╔══

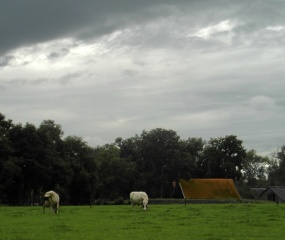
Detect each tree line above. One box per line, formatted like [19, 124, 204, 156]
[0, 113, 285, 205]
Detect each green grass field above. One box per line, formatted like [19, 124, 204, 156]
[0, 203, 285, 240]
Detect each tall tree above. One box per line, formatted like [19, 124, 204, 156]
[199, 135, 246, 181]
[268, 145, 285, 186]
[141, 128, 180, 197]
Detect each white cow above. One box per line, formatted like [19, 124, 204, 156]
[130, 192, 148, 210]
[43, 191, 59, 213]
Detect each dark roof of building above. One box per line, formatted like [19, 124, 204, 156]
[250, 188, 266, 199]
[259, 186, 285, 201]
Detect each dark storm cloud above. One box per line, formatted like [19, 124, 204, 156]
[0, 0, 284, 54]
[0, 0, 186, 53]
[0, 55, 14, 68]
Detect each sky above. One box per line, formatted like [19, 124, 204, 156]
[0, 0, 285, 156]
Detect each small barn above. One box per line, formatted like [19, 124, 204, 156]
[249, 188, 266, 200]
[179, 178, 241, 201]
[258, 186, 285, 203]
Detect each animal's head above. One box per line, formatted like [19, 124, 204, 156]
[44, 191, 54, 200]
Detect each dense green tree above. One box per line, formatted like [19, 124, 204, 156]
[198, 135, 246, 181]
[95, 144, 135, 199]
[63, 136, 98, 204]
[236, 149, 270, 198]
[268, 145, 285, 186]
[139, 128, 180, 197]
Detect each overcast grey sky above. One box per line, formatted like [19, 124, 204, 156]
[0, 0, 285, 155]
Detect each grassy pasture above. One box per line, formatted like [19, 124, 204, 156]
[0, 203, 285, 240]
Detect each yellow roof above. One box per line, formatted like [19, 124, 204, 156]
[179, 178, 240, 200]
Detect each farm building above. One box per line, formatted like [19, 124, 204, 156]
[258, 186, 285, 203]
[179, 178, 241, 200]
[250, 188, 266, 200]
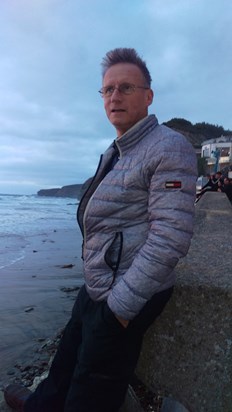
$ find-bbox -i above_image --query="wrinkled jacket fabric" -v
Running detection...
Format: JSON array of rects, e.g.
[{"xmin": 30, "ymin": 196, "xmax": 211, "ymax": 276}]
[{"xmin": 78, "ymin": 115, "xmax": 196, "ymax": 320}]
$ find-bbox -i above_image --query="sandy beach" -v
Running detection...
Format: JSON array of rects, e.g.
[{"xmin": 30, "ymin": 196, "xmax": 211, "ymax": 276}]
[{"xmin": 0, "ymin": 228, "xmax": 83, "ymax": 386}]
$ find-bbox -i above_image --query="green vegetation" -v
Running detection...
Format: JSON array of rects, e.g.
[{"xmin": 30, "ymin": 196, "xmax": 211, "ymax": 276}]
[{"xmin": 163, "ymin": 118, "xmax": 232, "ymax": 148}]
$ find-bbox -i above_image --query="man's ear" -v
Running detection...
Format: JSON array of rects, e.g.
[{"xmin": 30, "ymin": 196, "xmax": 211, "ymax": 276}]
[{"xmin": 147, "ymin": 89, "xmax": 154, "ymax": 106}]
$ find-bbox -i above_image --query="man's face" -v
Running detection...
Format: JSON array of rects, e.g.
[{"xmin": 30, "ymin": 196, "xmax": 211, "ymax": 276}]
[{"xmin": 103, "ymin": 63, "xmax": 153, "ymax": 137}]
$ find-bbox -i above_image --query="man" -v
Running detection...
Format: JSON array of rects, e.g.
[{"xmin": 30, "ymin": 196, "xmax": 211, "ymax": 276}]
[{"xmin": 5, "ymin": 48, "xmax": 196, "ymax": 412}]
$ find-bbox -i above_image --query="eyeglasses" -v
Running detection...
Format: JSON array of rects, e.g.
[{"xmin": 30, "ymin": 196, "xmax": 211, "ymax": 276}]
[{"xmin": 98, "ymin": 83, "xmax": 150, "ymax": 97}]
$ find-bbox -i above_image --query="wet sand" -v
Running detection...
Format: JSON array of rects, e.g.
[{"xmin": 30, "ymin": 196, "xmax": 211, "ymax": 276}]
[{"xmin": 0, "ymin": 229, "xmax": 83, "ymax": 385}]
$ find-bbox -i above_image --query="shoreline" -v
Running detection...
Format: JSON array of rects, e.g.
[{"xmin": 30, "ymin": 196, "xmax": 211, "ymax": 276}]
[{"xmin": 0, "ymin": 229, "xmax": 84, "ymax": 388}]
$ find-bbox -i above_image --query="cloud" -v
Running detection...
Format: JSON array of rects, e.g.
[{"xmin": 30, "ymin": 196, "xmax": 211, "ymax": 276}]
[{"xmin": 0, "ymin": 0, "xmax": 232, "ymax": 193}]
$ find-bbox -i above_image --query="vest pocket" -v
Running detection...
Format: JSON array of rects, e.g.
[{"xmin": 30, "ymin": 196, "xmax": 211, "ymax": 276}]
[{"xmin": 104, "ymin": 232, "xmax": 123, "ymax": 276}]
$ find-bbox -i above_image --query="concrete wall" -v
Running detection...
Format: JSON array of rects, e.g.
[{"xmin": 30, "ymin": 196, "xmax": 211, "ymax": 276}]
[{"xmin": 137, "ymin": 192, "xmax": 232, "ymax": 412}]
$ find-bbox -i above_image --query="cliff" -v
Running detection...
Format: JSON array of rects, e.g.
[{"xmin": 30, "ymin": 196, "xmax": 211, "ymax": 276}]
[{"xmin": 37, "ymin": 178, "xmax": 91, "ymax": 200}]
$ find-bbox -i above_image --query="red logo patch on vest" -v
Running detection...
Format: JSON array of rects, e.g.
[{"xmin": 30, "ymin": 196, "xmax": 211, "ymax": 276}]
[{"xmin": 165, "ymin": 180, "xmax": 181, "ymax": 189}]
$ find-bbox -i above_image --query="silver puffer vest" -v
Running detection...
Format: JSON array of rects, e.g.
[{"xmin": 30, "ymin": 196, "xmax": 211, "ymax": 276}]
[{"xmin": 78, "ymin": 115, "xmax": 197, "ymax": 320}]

╚══

**The task:**
Write out the whole listing above word for word, omitting the pictures.

**Correct output:**
Detect each tree line above. One box per line, formatted like [19, 124, 204, 156]
[0, 113, 285, 205]
Detect each green grass field above. One box per line, formatted like [19, 124, 204, 156]
[0, 203, 285, 240]
Detect each tall tree above. One box per line, formatted like [19, 124, 204, 156]
[199, 135, 246, 181]
[268, 145, 285, 186]
[141, 128, 180, 197]
Detect each white cow above. One box per line, formatted like [19, 124, 204, 156]
[130, 192, 148, 210]
[43, 191, 59, 213]
Detect each dark roof of building above. One box per line, formatted like [19, 124, 204, 156]
[250, 188, 266, 199]
[259, 186, 285, 201]
Detect each dark storm cloud above. One box per line, formatted like [19, 124, 204, 156]
[0, 0, 284, 54]
[0, 0, 186, 53]
[0, 55, 14, 68]
Detect each sky above. One box per line, formatted like [19, 124, 204, 156]
[0, 0, 285, 156]
Detect each small barn above. One box per line, formatted like [19, 124, 204, 156]
[249, 188, 266, 200]
[179, 178, 241, 201]
[258, 186, 285, 203]
Detect each animal's head above. One box per line, formatted like [19, 124, 204, 156]
[44, 191, 54, 200]
Detect each dense green tree above. One box per line, formatted like [19, 124, 204, 156]
[198, 135, 246, 181]
[95, 144, 135, 199]
[63, 136, 98, 204]
[236, 149, 270, 198]
[268, 145, 285, 186]
[139, 128, 180, 197]
Detect each overcast grey sky above. One box per line, formatted like [19, 124, 204, 156]
[0, 0, 285, 155]
Detect each grassy pasture above. One box per line, formatted like [19, 124, 204, 156]
[0, 203, 285, 240]
Detect each yellow roof above. One box per line, formatted like [19, 124, 204, 156]
[179, 178, 240, 200]
Detect each farm building above. One box per line, formatted like [19, 124, 204, 156]
[258, 186, 285, 203]
[179, 178, 241, 200]
[250, 188, 266, 200]
$ find-bbox -i above_image --query="wrinkled jacket fabric" -v
Running detection...
Format: JSON array of rects, e.g.
[{"xmin": 30, "ymin": 196, "xmax": 211, "ymax": 276}]
[{"xmin": 78, "ymin": 115, "xmax": 196, "ymax": 320}]
$ find-bbox -i above_image --query="sandy beach" -v
Running detection...
Format: JSON array of rects, e.g.
[{"xmin": 30, "ymin": 196, "xmax": 211, "ymax": 276}]
[{"xmin": 0, "ymin": 228, "xmax": 83, "ymax": 386}]
$ find-bbox -i above_image --query="green vegetation" -v
Running detection...
Format: JSON array of rects, e.g.
[{"xmin": 30, "ymin": 196, "xmax": 211, "ymax": 276}]
[{"xmin": 163, "ymin": 118, "xmax": 232, "ymax": 148}]
$ find-bbox -i above_image --query="man's ear" -v
Running detection...
Format: JSON array of rects, e.g.
[{"xmin": 30, "ymin": 196, "xmax": 211, "ymax": 276}]
[{"xmin": 147, "ymin": 89, "xmax": 154, "ymax": 106}]
$ find-bbox -i above_image --query="man's face" -v
Running detection...
Format: JSON array of rects, e.g.
[{"xmin": 30, "ymin": 196, "xmax": 211, "ymax": 276}]
[{"xmin": 103, "ymin": 63, "xmax": 153, "ymax": 137}]
$ find-bbox -i above_image --query="man" -v
Running detection...
Format: JSON array of rects, e.g.
[{"xmin": 30, "ymin": 196, "xmax": 211, "ymax": 276}]
[{"xmin": 5, "ymin": 48, "xmax": 196, "ymax": 412}]
$ find-bbox -i above_image --query="eyeglasses" -v
Running detection...
Format: JSON array of rects, e.g.
[{"xmin": 30, "ymin": 196, "xmax": 211, "ymax": 276}]
[{"xmin": 98, "ymin": 83, "xmax": 150, "ymax": 97}]
$ find-bbox -i above_image --query="wet sand" -v
Running detection...
Format: JSON array of rects, e.g.
[{"xmin": 30, "ymin": 196, "xmax": 211, "ymax": 276}]
[{"xmin": 0, "ymin": 229, "xmax": 83, "ymax": 385}]
$ find-bbox -i above_image --query="shoreline" -v
Running detection...
Format: JSON array of rects, e.g.
[{"xmin": 30, "ymin": 196, "xmax": 211, "ymax": 276}]
[{"xmin": 0, "ymin": 229, "xmax": 84, "ymax": 388}]
$ find-bbox -i above_image --query="cloud" -v
Running detection...
Format: JSON array of rects, e.g.
[{"xmin": 30, "ymin": 196, "xmax": 211, "ymax": 276}]
[{"xmin": 0, "ymin": 0, "xmax": 232, "ymax": 193}]
$ find-bbox -i above_image --query="vest pocket" -v
Running detection...
Format: JSON array of rects, e.g.
[{"xmin": 30, "ymin": 196, "xmax": 211, "ymax": 276}]
[{"xmin": 104, "ymin": 232, "xmax": 123, "ymax": 276}]
$ find-bbox -i above_image --query="concrete wall" -v
Running detection...
Format: JSON array of rects, e.g.
[{"xmin": 30, "ymin": 196, "xmax": 211, "ymax": 276}]
[{"xmin": 137, "ymin": 192, "xmax": 232, "ymax": 412}]
$ find-bbox -i above_image --query="cliff" -v
Running detection...
Format: JSON array of rects, e.g.
[{"xmin": 30, "ymin": 196, "xmax": 211, "ymax": 276}]
[{"xmin": 37, "ymin": 178, "xmax": 91, "ymax": 200}]
$ find-bbox -i above_image --query="red logo patch on vest" -v
Running detection...
Format: JSON array of rects, e.g.
[{"xmin": 30, "ymin": 196, "xmax": 211, "ymax": 276}]
[{"xmin": 165, "ymin": 180, "xmax": 181, "ymax": 189}]
$ find-bbox -i above_image --query="silver puffer vest" -v
Running detection...
Format: JSON array of rects, e.g.
[{"xmin": 30, "ymin": 196, "xmax": 211, "ymax": 276}]
[{"xmin": 78, "ymin": 115, "xmax": 197, "ymax": 320}]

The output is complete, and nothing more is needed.